**Work to be completed:** Retype the film review below word for word, keeping every sentence and paragraph break as it is.

**Text under study:**

==*==

For the opening ten minutes at least. Which is enough to establish our identification with the paralysed protagonist. Later in the film, Bauby says he has two things going for him - imagination and memory. However, with memory comes the knowledge of loss, which is ultimately what makes this film so heart-rending. Bauby has to learn to live with the knowledge of that which he has had and shall never have again. Something we all have to do at some stage in our lives, if not in such dramatic circumstances as the film's protagonist. Likewise, we all use our imagination as an escape valve. Bauby's humanity seems hightened by his catastrophe rather than belittled by it. The distortion between physical frailty and mental fecundity provokes an increased understanding of what it means to be alive in this world.
Mathieu Amalric's performance at the heart of the film breathes life into these ideas. Playing someone afflicted by illness, be that mental or physical, often brings out the star in an actor. Amalric does remarkable things with nothing more than a roving eye, but beyond all this his performance is created by his voice, the inner voice of Bauby. The pitch of a voice often tells more about a performance than anything else. A director cannot tweak a voice, and the actor cannot hide it behind his or her attractiveness or art. The character of Bauby needs the voice to be just right, because this is what reveals his humanity, his sense of self. Amalric's delivery is beautifully weighted, as varied as a Warne over but steady as McGrath. All the humour, cynicism and pathos of the man he portrays is captured, whether you speak French or not.

==*==

Items stored from a collection:
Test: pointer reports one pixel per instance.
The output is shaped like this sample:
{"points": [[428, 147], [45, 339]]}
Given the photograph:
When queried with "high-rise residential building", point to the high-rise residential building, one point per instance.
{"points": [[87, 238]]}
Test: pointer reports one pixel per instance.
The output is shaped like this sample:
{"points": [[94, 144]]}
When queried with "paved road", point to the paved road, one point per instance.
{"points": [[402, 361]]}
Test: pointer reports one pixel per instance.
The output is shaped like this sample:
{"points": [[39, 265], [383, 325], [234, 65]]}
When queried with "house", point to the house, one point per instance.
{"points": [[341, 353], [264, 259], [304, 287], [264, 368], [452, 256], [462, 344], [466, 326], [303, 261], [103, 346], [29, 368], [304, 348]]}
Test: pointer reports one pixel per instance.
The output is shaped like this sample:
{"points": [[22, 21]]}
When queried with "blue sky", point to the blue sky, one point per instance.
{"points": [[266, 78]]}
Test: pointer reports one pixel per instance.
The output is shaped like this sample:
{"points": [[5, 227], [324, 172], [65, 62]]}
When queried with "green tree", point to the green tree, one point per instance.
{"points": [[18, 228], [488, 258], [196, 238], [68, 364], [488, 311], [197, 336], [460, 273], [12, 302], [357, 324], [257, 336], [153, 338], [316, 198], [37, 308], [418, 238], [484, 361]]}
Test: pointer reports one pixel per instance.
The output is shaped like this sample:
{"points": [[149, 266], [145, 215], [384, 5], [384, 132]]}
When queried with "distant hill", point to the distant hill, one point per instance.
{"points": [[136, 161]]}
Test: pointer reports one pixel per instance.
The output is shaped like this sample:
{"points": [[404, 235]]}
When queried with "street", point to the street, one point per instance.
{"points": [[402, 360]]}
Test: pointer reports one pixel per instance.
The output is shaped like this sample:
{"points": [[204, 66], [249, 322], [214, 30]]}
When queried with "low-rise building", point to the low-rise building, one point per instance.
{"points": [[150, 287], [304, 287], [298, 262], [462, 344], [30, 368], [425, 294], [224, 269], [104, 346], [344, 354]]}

==*==

**Result of this exercise:**
For the opening ten minutes at least. Which is enough to establish our identification with the paralysed protagonist. Later in the film, Bauby says he has two things going for him - imagination and memory. However, with memory comes the knowledge of loss, which is ultimately what makes this film so heart-rending. Bauby has to learn to live with the knowledge of that which he has had and shall never have again. Something we all have to do at some stage in our lives, if not in such dramatic circumstances as the film's protagonist. Likewise, we all use our imagination as an escape valve. Bauby's humanity seems hightened by his catastrophe rather than belittled by it. The distortion between physical frailty and mental fecundity provokes an increased understanding of what it means to be alive in this world.
Mathieu Amalric's performance at the heart of the film breathes life into these ideas. Playing someone afflicted by illness, be that mental or physical, often brings out the star in an actor. Amalric does remarkable things with nothing more than a roving eye, but beyond all this his performance is created by his voice, the inner voice of Bauby. The pitch of a voice often tells more about a performance than anything else. A director cannot tweak a voice, and the actor cannot hide it behind his or her attractiveness or art. The character of Bauby needs the voice to be just right, because this is what reveals his humanity, his sense of self. Amalric's delivery is beautifully weighted, as varied as a Warne over but steady as McGrath. All the humour, cynicism and pathos of the man he portrays is captured, whether you speak French or not.